→ **TASK**: Reproduce word for word the passage of the text on inheritance tax relief for wedding venues, everything from "To have and" down to "be a business.".

To have and to hold (as an investment) – Inheritance tax relief for wedding venues and property businesses
Business property relief (BPR) reduces the taxable value of business assets for UK inheritance tax purposes by either 100% or 50% and is therefore a valuable relief. It can apply to businesses run by sole traders, partnerships or companies or even to assets that are simply used by a business, even if not owned by them. The key is that there must be a business.
However, a business is not eligible for BPR if it consists wholly or mainly of making or holding investments. Where a business involves exploiting real estate, HMRC has frequently argued that the business is of holding investments and so BPR is not available. This has resulted in a string of cases, the latest of which (Butler v HMRC TC 8949) denied relief for a wedding venue business.
That case involved a mixed business. Mrs Butler, who died in 2015, was a partner in a limited liability partnership (the other partner being her late husband’s Will Trustees), which operated a farming, commercial letting and a wedding venue business, using an historic barn on the farm. In determining whether a business is wholly or mainly holding investments, the business needs to be looked at as a whole. So, although the farming element of the business was not an investment activity, the value of the LLP interest attributable to the farming business would only be eligible for BPR if the business of the LLP as a whole was considered not to be an investment. The commercial lettings business was agreed to be an investment activity. The case therefore rested on whether the wedding venue business was or was not an investment.

→ **Records from a data collection**:
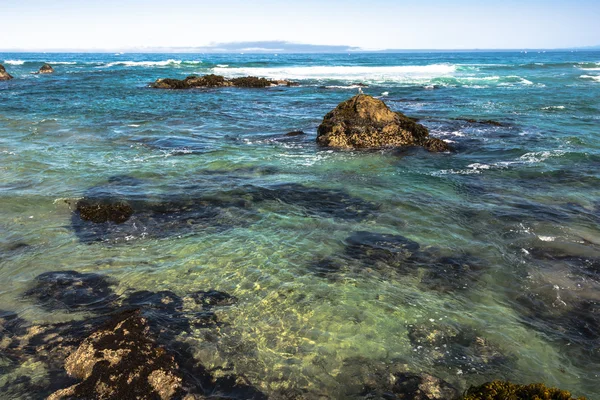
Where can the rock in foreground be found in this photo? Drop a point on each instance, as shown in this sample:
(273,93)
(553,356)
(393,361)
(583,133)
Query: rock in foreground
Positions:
(122,361)
(46,69)
(4,76)
(500,390)
(213,81)
(364,122)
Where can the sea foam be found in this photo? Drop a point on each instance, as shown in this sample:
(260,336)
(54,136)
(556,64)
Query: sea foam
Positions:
(392,74)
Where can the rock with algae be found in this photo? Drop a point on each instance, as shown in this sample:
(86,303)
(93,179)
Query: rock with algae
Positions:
(502,390)
(122,361)
(4,76)
(46,69)
(213,81)
(364,122)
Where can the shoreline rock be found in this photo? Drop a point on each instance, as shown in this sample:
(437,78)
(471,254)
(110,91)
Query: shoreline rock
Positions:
(364,122)
(4,76)
(214,81)
(46,69)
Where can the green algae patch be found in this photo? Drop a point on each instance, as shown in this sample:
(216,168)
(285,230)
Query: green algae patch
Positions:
(501,390)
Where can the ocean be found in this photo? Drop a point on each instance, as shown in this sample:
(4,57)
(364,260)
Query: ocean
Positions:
(503,276)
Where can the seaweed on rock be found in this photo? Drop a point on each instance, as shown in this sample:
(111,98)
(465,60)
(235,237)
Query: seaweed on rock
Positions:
(72,291)
(458,347)
(501,390)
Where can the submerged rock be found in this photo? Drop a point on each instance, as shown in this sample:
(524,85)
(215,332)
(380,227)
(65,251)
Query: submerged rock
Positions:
(501,390)
(72,291)
(311,200)
(4,76)
(122,361)
(457,347)
(100,211)
(380,247)
(364,122)
(212,81)
(422,387)
(46,69)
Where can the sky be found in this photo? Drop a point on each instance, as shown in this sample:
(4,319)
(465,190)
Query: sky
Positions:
(43,25)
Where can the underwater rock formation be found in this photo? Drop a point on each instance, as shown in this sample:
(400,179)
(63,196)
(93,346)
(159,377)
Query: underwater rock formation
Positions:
(4,76)
(131,351)
(380,247)
(501,390)
(457,347)
(72,291)
(310,200)
(104,210)
(364,122)
(122,361)
(46,69)
(212,81)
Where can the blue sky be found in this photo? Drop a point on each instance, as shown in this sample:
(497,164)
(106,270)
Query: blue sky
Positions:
(372,24)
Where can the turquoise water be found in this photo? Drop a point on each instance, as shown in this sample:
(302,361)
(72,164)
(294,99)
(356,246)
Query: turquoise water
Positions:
(507,225)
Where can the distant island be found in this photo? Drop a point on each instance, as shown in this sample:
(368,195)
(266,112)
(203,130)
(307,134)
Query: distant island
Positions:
(279,46)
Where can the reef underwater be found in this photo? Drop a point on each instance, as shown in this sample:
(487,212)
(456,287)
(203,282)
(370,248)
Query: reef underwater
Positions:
(390,226)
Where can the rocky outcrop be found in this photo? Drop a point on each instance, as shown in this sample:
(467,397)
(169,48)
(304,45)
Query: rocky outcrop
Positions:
(214,81)
(4,76)
(122,361)
(364,122)
(99,211)
(46,69)
(501,390)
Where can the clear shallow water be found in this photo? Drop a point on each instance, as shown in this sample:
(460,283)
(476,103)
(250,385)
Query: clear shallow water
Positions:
(269,219)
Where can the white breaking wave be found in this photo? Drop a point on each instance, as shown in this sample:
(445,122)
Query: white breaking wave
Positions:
(151,63)
(593,77)
(384,74)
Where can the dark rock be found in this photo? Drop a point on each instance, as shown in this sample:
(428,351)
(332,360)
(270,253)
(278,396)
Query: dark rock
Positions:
(122,212)
(295,133)
(46,69)
(501,390)
(372,247)
(100,211)
(364,122)
(212,81)
(72,291)
(121,360)
(482,122)
(458,347)
(4,76)
(213,298)
(314,201)
(422,387)
(450,273)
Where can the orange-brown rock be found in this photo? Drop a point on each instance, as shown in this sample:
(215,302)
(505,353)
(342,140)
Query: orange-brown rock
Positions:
(364,122)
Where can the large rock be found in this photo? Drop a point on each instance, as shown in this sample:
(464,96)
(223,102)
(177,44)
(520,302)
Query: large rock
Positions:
(364,122)
(212,81)
(46,69)
(4,76)
(122,361)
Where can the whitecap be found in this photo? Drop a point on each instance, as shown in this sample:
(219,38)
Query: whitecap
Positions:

→ **EXERCISE SOLUTION**:
To have and to hold (as an investment) – Inheritance tax relief for wedding venues and property businesses
Business property relief (BPR) reduces the taxable value of business assets for UK inheritance tax purposes by either 100% or 50% and is therefore a valuable relief. It can apply to businesses run by sole traders, partnerships or companies or even to assets that are simply used by a business, even if not owned by them. The key is that there must be a business.